━━ RECORDS SHOWN ━━

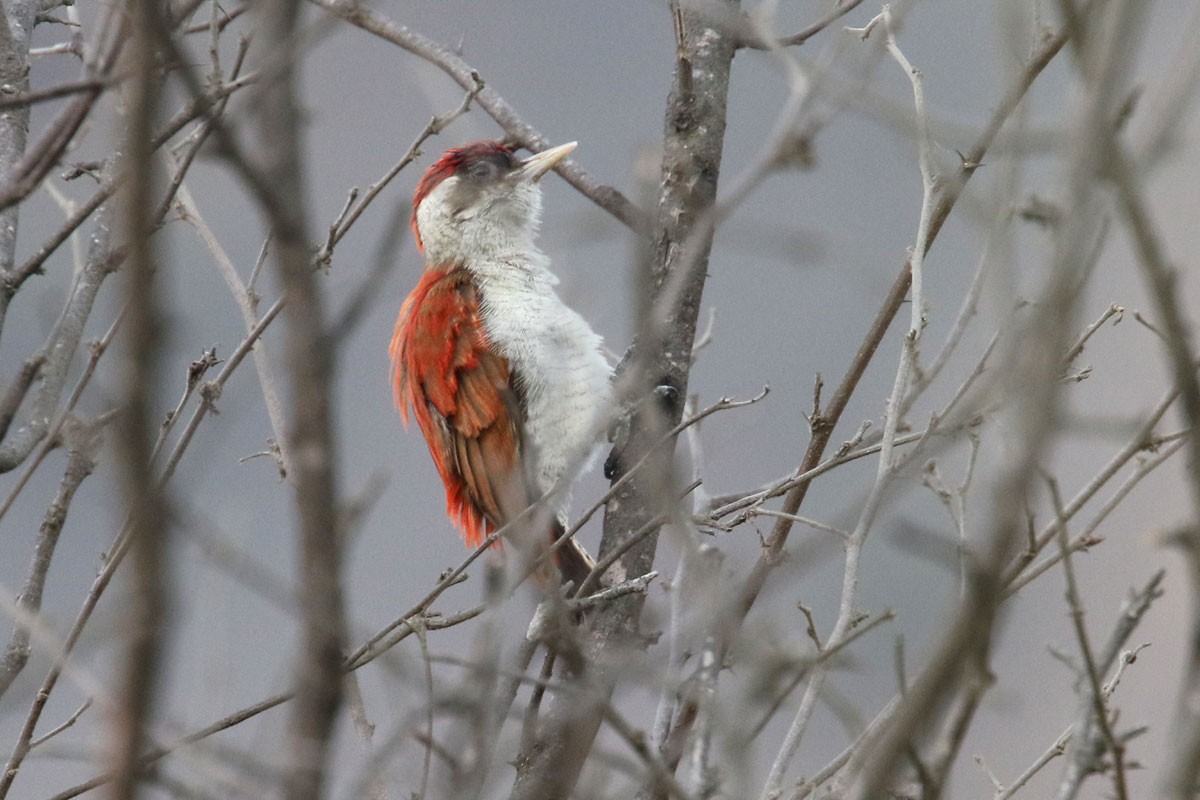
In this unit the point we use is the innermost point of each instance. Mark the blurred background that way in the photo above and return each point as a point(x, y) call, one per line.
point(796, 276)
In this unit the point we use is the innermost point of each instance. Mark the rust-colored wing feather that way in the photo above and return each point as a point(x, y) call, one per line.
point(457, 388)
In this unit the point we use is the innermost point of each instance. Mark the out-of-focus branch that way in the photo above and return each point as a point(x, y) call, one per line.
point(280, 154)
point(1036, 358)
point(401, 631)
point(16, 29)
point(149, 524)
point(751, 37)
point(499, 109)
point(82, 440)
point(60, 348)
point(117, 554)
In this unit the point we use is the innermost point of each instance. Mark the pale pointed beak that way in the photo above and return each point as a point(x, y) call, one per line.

━━━

Transcribe every row above word for word, leaving out the picture.

In this unit the point we use is the innermost point of each instance. Mark the blurred background that way in the photo above and return each point as a point(x, y) call, one per line.
point(796, 276)
In this unit the point we use is the innermost point of each instance. Mark the rust-colored wing feather that way in the photo above and return each point as a point(x, y) call, one per line.
point(457, 388)
In this unit the point we use is the innermost point of each instance. Mark the out-of-focus branch that way in the photo above and return each point as a point(x, y) call, one per line.
point(280, 154)
point(1036, 358)
point(401, 631)
point(16, 29)
point(149, 524)
point(751, 37)
point(499, 109)
point(82, 440)
point(60, 348)
point(117, 554)
In this unit the point we use is the innermost point of each instance. Mark the pale pointed beak that way in the photo above and return each point as a point(x, y) call, one per line.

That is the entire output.